> **PASSAGE PROVIDED**:
◆ ◆ ◆ ◆ ◆ ◆ ◆

High-glycemic-index diets linked to risk of Alzheimer’s Disease
Earlier this year I spoke to a conference of psychiatrists about Culinary Medicine, and shared with you the highlights of my talk in my article, "4 ways to protect your brain with diet." #1 on the list was high blood sugars: higher insulin levels appear to reduce our body's ability to remove the amyloid beta proteins that are a major component of the plaques in the brain that are a typical feature of Alzheimer's Disease.
Yet just because those plaques appear in the brain does not mean that an individual has Alzheimer's. Indeed, they may exhibit no cognitive impairment at all. A study that began in 2013 is investigating the possible effects of exercise on the risk of Alzheimer's, focusing on 128 otherwise healthy and cognitively normal men and women who are at least 65 years of age but had been previously sedentary.
As part of that research the participants responded to a detailed dietary questionnaire and underwent both a battery of cognitive tests and an amyloid-specific PET scan to measure the amount and extent of amyloid deposits in their brain. The research I'm reporting on today utilized this initial data to look at the individual's overall diet and associate it with the amyloid deposits in their brain (Am J Clin Nutr 2017;106:1463-70).
The team, based at the University of Kansas, analyzed each participant's diet in light of each food's glycemic index score, looking not only at daily intakes of carbohydrate and sugar but also overall glycemic load. Those diets that tended to be higher in high-glycemic-load foods, such as refined grains, potatoes, starchy vegetables, added sugars, animal protein, and added fats were termed the HGLDiet pattern, and each participants' diet received a score indicating how closely their diet matched the HGLDiet pattern, with higher scores being closer matches.
Each participant's PET scans were evaluated by three independent reviewers trained to assess the brain's amyloid burden, characterizing the scans as either "elevated" (amyloid burden above average) or "nonelevated" (amyloid burden at or below average). Over 25% of the participants in the study had amyloid scans that were interpreted as elevated: did their diets receive a higher HGLDiet pattern score than those whose amyloid scans were not elevated?

◆ ◆ ◆ ◆ ◆ ◆ ◆

> **DATASET EXTRACT**:
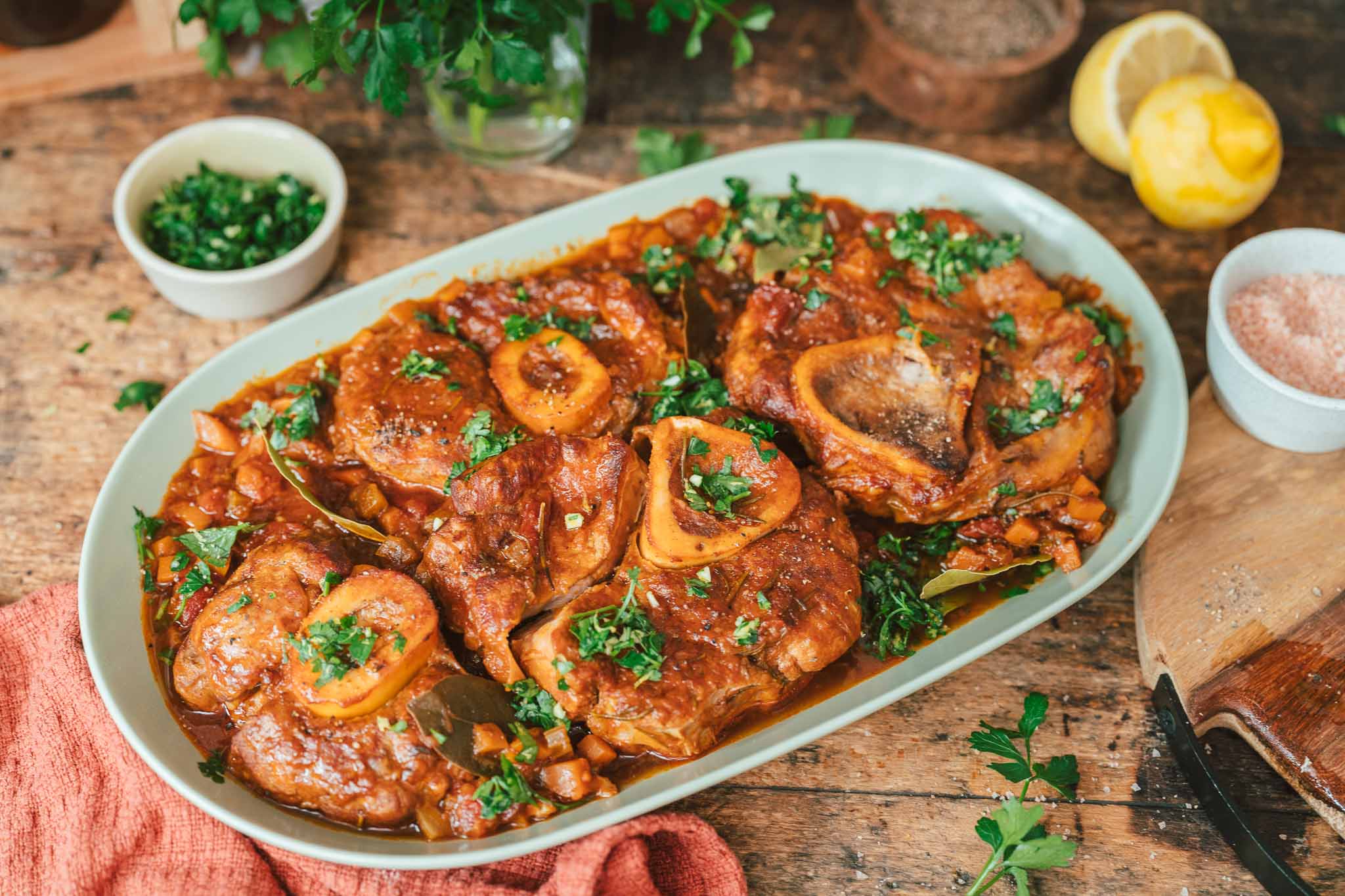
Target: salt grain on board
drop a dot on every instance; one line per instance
(1294, 328)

◆ ◆ ◆ ◆ ◆ ◆ ◆

> **WORK TASK A**: According to the passage on high-glycemic-index diets and Alzheimer's Disease, where was the team that analyzed the participants' diets based?
> **WORK TASK B**: Summarize the passage on high-glycemic-index diets and Alzheimer's Disease in two sentences.
> **WORK TASK C**: Duplicate the part of the passage on high-glycemic-index diets and Alzheimer's Disease from "High-glycemic-index diets linked" up to and including "of Alzheimer's Disease.".

> **TASK SOLUTION A**: The University of Kansas.

> **TASK SOLUTION B**: Researchers at the University of Kansas used initial data from a study of 128 healthy, cognitively normal, previously sedentary adults aged 65 or older to relate each person's overall diet to amyloid deposits measured by PET scans. Each diet was scored on how closely it matched a high-glycemic-load pattern, and scans were rated as elevated or nonelevated in amyloid burden, with over 25% rated as elevated.

> **TASK SOLUTION C**:
High-glycemic-index diets linked to risk of Alzheimer’s Disease
Earlier this year I spoke to a conference of psychiatrists about Culinary Medicine, and shared with you the highlights of my talk in my article, "4 ways to protect your brain with diet." #1 on the list was high blood sugars: higher insulin levels appear to reduce our body's ability to remove the amyloid beta proteins that are a major component of the plaques in the brain that are a typical feature of Alzheimer's Disease.